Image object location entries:
## Start

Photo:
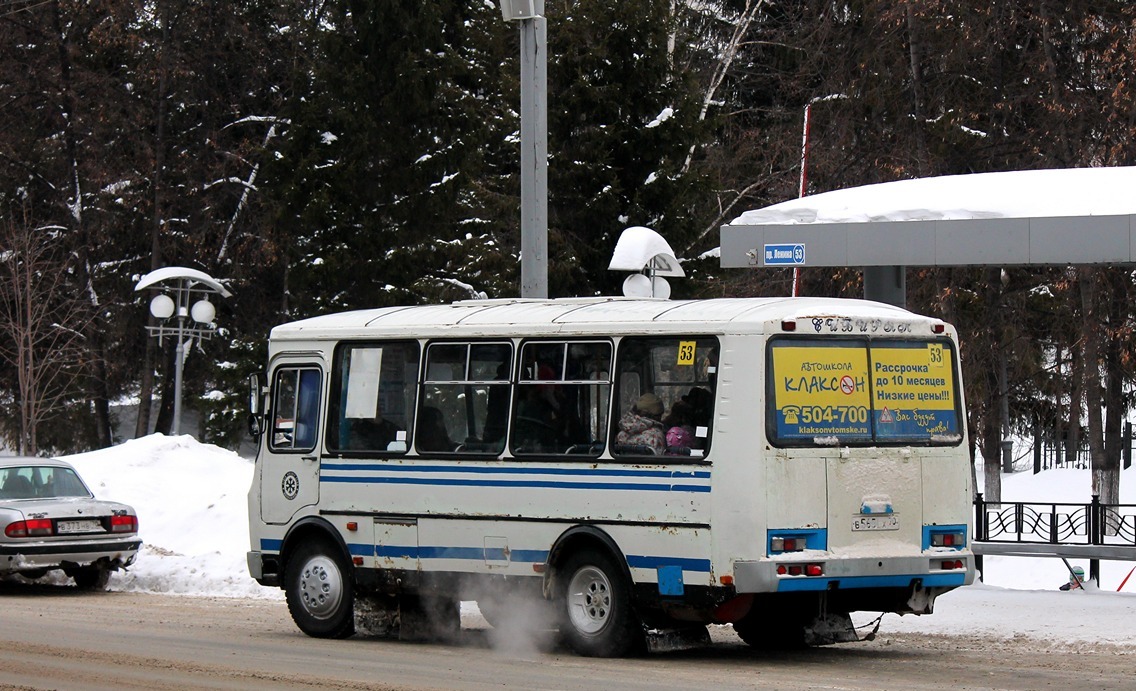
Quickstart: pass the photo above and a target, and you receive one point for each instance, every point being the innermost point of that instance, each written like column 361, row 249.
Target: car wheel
column 91, row 577
column 319, row 592
column 598, row 618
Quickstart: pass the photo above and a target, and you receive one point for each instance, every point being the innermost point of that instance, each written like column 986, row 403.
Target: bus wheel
column 90, row 577
column 598, row 618
column 319, row 592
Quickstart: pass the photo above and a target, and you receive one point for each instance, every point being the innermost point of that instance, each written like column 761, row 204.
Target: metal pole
column 180, row 355
column 534, row 157
column 803, row 188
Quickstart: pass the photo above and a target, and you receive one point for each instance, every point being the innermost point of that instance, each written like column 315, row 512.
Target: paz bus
column 411, row 458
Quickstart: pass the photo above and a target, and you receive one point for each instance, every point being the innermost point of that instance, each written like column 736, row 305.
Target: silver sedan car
column 51, row 521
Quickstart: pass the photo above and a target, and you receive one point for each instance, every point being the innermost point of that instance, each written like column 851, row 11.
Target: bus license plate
column 886, row 522
column 69, row 527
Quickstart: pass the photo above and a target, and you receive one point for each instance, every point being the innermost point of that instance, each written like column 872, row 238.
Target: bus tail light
column 124, row 524
column 947, row 539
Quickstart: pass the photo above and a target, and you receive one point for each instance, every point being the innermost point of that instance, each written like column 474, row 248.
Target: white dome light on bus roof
column 642, row 250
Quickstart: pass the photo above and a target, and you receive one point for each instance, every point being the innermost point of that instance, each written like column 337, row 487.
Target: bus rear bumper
column 843, row 573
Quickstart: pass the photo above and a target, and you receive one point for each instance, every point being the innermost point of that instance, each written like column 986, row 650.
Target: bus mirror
column 256, row 396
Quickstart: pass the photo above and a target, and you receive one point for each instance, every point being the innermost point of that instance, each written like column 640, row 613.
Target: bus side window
column 295, row 409
column 465, row 399
column 373, row 401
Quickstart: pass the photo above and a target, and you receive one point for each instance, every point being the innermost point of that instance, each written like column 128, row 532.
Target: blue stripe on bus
column 520, row 556
column 514, row 471
column 695, row 565
column 519, row 483
column 815, row 584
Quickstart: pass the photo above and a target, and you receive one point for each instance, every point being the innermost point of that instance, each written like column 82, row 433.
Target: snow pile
column 1011, row 194
column 192, row 505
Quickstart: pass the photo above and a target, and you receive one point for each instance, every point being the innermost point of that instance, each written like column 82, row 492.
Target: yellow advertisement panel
column 862, row 390
column 821, row 390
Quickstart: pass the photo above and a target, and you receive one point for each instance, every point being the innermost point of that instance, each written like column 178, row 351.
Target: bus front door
column 290, row 468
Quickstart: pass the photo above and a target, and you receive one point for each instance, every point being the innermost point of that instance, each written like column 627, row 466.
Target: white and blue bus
column 632, row 465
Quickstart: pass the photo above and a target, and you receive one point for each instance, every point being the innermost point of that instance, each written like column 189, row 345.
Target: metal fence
column 1028, row 529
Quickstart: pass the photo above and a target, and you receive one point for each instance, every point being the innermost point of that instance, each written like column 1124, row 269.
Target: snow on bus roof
column 610, row 311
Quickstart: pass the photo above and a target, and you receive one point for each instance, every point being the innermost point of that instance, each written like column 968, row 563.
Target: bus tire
column 595, row 607
column 319, row 592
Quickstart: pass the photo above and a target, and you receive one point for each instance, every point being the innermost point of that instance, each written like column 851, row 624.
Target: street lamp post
column 177, row 318
column 534, row 144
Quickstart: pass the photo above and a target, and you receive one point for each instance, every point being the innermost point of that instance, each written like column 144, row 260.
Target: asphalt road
column 55, row 637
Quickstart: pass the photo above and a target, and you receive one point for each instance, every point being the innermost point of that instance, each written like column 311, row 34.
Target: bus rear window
column 862, row 392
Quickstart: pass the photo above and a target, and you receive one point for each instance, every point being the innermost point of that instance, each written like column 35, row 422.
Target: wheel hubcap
column 590, row 600
column 320, row 587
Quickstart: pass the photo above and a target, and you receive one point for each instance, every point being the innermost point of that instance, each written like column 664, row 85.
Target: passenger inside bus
column 641, row 429
column 679, row 424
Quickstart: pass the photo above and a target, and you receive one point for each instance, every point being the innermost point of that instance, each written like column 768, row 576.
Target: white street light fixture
column 161, row 306
column 173, row 309
column 203, row 311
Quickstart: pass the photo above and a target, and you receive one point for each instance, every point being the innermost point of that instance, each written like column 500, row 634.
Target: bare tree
column 42, row 318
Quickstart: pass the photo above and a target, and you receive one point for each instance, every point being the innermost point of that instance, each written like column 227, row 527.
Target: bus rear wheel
column 319, row 592
column 596, row 614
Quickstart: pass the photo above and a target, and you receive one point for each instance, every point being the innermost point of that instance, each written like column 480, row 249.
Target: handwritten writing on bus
column 861, row 390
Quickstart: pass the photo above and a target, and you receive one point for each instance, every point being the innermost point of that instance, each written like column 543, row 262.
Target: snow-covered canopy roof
column 641, row 248
column 1053, row 217
column 181, row 273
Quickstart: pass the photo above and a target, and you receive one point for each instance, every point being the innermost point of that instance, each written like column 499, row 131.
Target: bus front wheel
column 596, row 614
column 319, row 592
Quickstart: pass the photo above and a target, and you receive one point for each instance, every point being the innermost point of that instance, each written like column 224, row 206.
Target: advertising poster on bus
column 862, row 391
column 913, row 390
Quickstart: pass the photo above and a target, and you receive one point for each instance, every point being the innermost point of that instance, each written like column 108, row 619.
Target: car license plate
column 884, row 522
column 68, row 527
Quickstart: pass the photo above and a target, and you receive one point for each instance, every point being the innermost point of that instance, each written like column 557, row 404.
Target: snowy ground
column 191, row 499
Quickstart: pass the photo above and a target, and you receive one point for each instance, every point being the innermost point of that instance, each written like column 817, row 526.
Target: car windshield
column 40, row 482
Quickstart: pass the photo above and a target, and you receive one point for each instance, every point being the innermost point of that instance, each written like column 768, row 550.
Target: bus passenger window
column 562, row 398
column 681, row 374
column 373, row 404
column 465, row 398
column 295, row 409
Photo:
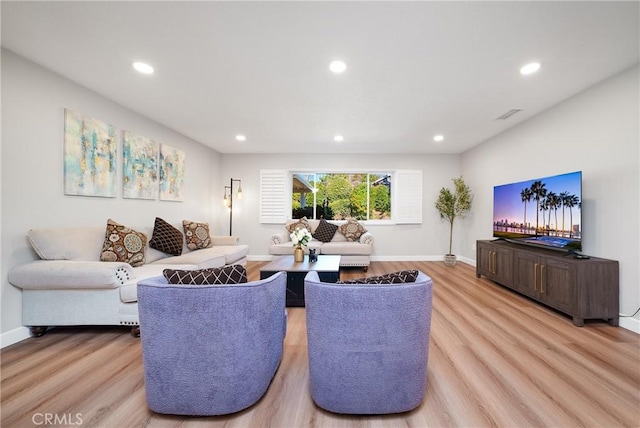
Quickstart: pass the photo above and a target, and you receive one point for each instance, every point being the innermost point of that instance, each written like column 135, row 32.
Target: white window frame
column 406, row 189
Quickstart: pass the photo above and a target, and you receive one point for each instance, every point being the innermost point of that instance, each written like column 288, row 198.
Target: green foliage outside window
column 340, row 196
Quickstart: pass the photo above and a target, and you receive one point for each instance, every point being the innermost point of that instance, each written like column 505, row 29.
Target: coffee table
column 328, row 268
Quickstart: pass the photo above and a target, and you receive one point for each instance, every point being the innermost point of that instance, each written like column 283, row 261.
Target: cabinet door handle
column 494, row 262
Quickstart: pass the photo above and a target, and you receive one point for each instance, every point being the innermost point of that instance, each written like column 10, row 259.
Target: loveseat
column 349, row 240
column 71, row 284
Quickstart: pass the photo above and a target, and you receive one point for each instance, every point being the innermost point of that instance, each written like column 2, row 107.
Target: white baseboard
column 14, row 336
column 629, row 323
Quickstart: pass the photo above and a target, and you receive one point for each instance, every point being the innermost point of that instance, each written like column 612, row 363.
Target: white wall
column 401, row 242
column 597, row 132
column 33, row 103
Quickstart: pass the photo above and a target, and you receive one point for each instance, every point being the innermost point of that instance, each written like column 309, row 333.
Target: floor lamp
column 228, row 200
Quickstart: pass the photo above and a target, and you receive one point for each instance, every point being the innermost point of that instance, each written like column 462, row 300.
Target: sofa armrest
column 279, row 238
column 366, row 238
column 225, row 240
column 66, row 274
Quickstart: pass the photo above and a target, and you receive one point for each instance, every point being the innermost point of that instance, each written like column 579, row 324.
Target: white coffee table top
column 286, row 263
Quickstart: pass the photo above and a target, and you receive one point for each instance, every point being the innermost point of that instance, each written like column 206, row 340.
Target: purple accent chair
column 368, row 344
column 210, row 349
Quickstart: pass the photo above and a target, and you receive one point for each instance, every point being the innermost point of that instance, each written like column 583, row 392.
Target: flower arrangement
column 300, row 236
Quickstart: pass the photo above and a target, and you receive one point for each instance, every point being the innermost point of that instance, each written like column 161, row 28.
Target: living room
column 594, row 130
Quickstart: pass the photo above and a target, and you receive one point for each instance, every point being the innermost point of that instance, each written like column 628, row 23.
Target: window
column 400, row 191
column 337, row 196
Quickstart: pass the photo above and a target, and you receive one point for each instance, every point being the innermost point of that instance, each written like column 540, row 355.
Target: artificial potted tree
column 452, row 205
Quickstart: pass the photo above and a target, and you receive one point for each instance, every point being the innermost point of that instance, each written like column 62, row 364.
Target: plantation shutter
column 407, row 207
column 273, row 196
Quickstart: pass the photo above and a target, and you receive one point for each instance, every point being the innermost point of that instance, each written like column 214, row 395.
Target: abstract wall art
column 139, row 166
column 90, row 156
column 171, row 173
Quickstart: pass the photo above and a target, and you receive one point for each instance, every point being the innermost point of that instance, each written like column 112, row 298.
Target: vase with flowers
column 300, row 237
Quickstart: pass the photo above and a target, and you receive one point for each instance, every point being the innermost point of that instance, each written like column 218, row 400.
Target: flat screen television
column 542, row 212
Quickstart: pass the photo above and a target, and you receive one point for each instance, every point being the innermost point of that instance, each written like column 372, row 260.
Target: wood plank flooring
column 496, row 359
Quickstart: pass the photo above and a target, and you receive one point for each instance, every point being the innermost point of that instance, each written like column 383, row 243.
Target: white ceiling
column 415, row 69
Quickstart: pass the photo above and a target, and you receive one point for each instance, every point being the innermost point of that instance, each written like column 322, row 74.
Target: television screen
column 543, row 212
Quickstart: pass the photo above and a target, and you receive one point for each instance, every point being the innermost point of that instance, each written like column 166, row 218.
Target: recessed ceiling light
column 337, row 66
column 143, row 68
column 530, row 68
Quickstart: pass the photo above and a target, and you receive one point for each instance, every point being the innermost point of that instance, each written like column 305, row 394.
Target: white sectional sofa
column 69, row 285
column 355, row 253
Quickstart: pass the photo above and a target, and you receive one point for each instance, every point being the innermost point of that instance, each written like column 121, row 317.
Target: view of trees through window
column 363, row 196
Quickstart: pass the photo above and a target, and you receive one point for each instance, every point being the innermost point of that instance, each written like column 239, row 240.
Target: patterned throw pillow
column 122, row 244
column 196, row 235
column 298, row 224
column 352, row 230
column 325, row 231
column 232, row 274
column 399, row 277
column 166, row 238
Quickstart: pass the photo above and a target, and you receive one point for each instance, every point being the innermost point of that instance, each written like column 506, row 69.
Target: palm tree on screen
column 553, row 201
column 572, row 201
column 564, row 197
column 539, row 191
column 526, row 194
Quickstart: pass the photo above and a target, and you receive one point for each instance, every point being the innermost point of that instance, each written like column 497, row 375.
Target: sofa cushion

## End

§ **Exercise directions**
Starting at the line that has "372, row 260." and stopping after the line that has "column 355, row 253", can you reproduce only those lines with "Quickstart" swapped for "Usage note" and everything else unchanged?

§ **Response for this exercise**
Usage note: pass the photo above and a target, and you receive one point for each instance, every point being the innermost point of that instance, each written like column 372, row 260.
Target: wood plank flooring
column 496, row 359
Usage note: pass the photo above and a target, and you receive one point for each instance, every point being the innermost point of that instance, each written like column 383, row 243.
Target: white ceiling
column 415, row 69
Usage note: pass the photo above and a target, and you receive one point for each instance, every point being the innermost point of that instance, each written like column 322, row 74.
Target: television screen
column 543, row 212
Usage note: pass the photo above and a target, and you receive one point for each instance, every point being the innermost point of that instance, each written like column 166, row 218.
Target: recessed ceiling light
column 337, row 66
column 143, row 68
column 530, row 68
Usage note: pass the photo above and a target, and you receive one point for each instance, every point being the innermost point of that instance, each written like column 305, row 394.
Target: white sectional sofa
column 69, row 285
column 355, row 253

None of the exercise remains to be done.